### YOUR GOAL
Repeat word for word the part of the message on Lojban names that begins with "No, 'grbaTCOF' is" and ends with "no 'l' in it.".

### EXTRACT
I believe the closest rendering is 'djengiz'. There is a current Kirghiz
author by the name of C,ingiz Aitmatov /tcingiz/.

> ...  I've been told several times that the
> leader of the USSR should not be Lojbanized as "gorbatcof.", but rather
> more like "garbaTCAF."

No, 'grbaTCOF' is closest. Russian has precise rules for vowel
reduction.

In this subject, I've just been reviewing Lesson 1, which has been
sitting in a drawer unread for lo these many years along with my other
Lojban stuff. Reading the names in the exercise I was struck by how much
lojbanised English names come out like russified English names - it's
the combination of syllabic 'r' and 'e' for 'a'.
Incidentally, as well as 'grbatCOF', there's an error in another one: it
should be 'crlok. homz.' - there's no 'l' in it.

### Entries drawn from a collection
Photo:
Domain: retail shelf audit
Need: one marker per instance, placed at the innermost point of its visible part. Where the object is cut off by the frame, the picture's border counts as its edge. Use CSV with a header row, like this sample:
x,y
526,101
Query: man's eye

### EXPECTED ANSWER
No, 'grbaTCOF' is closest. Russian has precise rules for vowel
reduction.

In this subject, I've just been reviewing Lesson 1, which has been
sitting in a drawer unread for lo these many years along with my other
Lojban stuff. Reading the names in the exercise I was struck by how much
lojbanised English names come out like russified English names - it's
the combination of syllabic 'r' and 'e' for 'a'.
Incidentally, as well as 'grbatCOF', there's an error in another one: it
should be 'crlok. homz.' - there's no 'l' in it.